Please copy out everything from the start of the entries down to and including the line that contains "<point>414,617</point>".

===== Stored rows =====

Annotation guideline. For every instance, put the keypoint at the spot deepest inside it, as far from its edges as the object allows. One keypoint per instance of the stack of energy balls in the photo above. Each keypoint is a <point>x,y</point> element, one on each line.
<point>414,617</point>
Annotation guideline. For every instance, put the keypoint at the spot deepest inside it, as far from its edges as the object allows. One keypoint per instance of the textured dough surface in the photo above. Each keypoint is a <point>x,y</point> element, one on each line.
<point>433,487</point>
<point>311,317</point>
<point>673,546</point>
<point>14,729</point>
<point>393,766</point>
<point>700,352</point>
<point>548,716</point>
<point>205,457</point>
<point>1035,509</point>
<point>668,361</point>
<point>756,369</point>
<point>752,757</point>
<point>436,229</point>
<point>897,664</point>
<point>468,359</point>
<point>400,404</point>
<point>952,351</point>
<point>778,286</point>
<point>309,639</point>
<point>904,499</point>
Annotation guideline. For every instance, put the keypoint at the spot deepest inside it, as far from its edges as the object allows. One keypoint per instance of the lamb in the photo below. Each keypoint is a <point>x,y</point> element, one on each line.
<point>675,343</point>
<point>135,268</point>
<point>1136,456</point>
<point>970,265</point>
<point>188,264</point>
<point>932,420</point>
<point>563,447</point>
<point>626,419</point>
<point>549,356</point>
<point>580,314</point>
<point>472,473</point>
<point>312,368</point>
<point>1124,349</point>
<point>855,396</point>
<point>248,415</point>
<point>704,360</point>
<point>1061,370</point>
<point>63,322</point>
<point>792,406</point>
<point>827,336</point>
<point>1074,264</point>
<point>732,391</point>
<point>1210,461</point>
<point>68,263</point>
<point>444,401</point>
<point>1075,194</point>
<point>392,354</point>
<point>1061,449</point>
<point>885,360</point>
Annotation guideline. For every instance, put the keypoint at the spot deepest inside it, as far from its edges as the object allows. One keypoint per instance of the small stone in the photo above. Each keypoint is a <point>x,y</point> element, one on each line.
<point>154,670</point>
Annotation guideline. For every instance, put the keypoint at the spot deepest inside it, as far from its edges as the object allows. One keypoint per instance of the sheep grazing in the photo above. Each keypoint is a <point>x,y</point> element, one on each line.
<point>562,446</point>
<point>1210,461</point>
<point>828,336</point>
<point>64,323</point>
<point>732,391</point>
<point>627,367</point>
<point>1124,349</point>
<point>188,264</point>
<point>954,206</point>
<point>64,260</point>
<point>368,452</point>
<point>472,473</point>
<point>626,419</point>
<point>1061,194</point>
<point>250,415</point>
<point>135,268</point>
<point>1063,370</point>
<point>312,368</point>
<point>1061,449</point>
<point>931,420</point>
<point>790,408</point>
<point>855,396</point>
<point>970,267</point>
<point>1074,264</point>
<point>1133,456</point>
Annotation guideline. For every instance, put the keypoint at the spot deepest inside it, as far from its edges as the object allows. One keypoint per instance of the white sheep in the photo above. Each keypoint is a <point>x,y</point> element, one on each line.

=====

**Solved problem:**
Annotation guideline. For every instance, put the keypoint at the spot deepest inside it, as far from its edges as the object allows. One keypoint per instance of the stack of energy balls in the photo above. Each keypoint is a <point>x,y</point> element, one on each line.
<point>414,617</point>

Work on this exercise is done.